# [Instructions to follow]
The records should be written out in full, with nothing altered.

# [Dataset records]

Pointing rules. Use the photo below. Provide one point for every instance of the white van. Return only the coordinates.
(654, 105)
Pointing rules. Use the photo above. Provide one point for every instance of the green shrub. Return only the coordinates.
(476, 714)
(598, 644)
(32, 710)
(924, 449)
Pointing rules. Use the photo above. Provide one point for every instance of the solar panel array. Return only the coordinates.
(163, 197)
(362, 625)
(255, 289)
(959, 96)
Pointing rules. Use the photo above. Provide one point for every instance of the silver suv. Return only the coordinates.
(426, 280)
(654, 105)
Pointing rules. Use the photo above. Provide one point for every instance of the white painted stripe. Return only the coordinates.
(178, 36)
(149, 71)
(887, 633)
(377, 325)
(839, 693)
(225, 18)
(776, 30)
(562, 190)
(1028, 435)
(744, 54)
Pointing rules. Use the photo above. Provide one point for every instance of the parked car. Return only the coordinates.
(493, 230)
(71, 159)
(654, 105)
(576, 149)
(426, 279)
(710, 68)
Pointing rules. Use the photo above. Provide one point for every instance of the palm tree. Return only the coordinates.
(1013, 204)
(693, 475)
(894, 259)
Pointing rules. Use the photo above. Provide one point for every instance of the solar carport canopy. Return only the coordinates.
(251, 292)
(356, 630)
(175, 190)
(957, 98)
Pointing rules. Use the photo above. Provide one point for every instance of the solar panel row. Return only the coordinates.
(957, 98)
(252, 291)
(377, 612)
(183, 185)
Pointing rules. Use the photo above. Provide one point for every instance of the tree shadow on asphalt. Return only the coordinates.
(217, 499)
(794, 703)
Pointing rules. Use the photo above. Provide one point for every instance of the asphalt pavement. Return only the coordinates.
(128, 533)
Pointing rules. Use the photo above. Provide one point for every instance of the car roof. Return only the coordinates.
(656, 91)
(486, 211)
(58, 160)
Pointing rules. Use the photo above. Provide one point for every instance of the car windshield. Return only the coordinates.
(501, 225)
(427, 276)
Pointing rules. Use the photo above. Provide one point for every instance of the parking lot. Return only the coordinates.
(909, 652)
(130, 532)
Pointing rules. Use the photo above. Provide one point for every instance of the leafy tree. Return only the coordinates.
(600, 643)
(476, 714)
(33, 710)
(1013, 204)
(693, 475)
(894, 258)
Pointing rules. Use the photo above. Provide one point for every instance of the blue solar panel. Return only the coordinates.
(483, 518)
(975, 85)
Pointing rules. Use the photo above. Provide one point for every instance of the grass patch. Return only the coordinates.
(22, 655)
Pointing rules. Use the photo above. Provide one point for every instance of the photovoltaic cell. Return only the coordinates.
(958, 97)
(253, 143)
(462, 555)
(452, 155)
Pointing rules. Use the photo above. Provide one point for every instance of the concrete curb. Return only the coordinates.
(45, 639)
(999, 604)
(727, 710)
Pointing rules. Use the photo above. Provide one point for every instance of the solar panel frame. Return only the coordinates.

# [Finished answer]
Pointing rules. Use the photo below. Provide one point for every instance of the white van. Return only the coordinates.
(654, 105)
Pointing rules. Use the photo above. Provide one point for every instance of the green shrub. Return only the coordinates.
(476, 714)
(598, 644)
(32, 710)
(924, 449)
Pointing rules. Use the photo above. Provide one point for every instance of the solar panel array. Return only the coordinates.
(163, 197)
(362, 625)
(255, 289)
(959, 96)
Pointing rules. Use the photo above. Provide one point for every instance of the silver suv. Return only the coordinates.
(426, 280)
(654, 105)
Pointing rules. Use the photo above. Provide one point for every instance of the white painted stripe. Return only the coordinates.
(178, 36)
(149, 71)
(887, 633)
(377, 325)
(839, 693)
(225, 18)
(776, 30)
(562, 190)
(1028, 435)
(744, 54)
Pointing rules. Use the photo above. Provide one point for every instance of the parked car. Return only the coordinates.
(493, 230)
(71, 159)
(654, 105)
(576, 149)
(426, 279)
(710, 68)
Pointing rules. Use the photo above. Provide one point for every instance of the palm tree. Return only the coordinates.
(1013, 204)
(693, 475)
(894, 259)
Pointing rules. Use the photo above. Provide one point for every instance of the solar carport canopy. Return only the coordinates.
(251, 292)
(356, 630)
(175, 190)
(957, 98)
Pointing rules. Use the photo above. Provide one point for every instance of the solar panel row. Return only the coordinates.
(957, 98)
(252, 291)
(377, 612)
(183, 185)
Pointing rules. Use the photo above. Provide one point for every instance of the tree shadow on asphalt. Return only the coordinates.
(217, 499)
(794, 703)
Pointing rules. Use the photo above. Provide one point for every instance of the asphalt pavement. Return only the coordinates.
(128, 533)
Pointing rules. Use the photo above. Provide one point for every instance of the car roof. Return only the coordinates.
(656, 91)
(486, 211)
(58, 160)
Pointing rules. Use the photo above. Provide one point for every instance of the car windshield. Return only the coordinates.
(501, 225)
(427, 276)
Pointing rules. Use the photo above. Provide one point for every instance of the parking lot. Return only the coordinates.
(909, 652)
(130, 532)
Pointing rules. Use the photo above. Provide one point for every instance of the leafy tree. Return only the coordinates.
(600, 643)
(476, 714)
(33, 710)
(1013, 204)
(693, 475)
(894, 258)
Pointing rules. Use the photo above. Provide one point for every instance of the blue solar panel. Return only the coordinates.
(483, 518)
(975, 85)
Pointing rules. Use the photo above. Provide one point for every instance of the grass patch. Return only the coordinates.
(22, 655)
Pointing rules. Use the photo above. Provide one point for every instance of the photovoltaic cell. Return only the coordinates.
(958, 97)
(253, 143)
(462, 555)
(452, 155)
Pointing rules. Use the photo above. Provide one point for every instance of the concrete curb. Return only the coordinates.
(45, 639)
(999, 604)
(727, 710)
Pointing rules. Use the photo above. Provide one point for every instance of the solar panel frame. Return only the coordinates.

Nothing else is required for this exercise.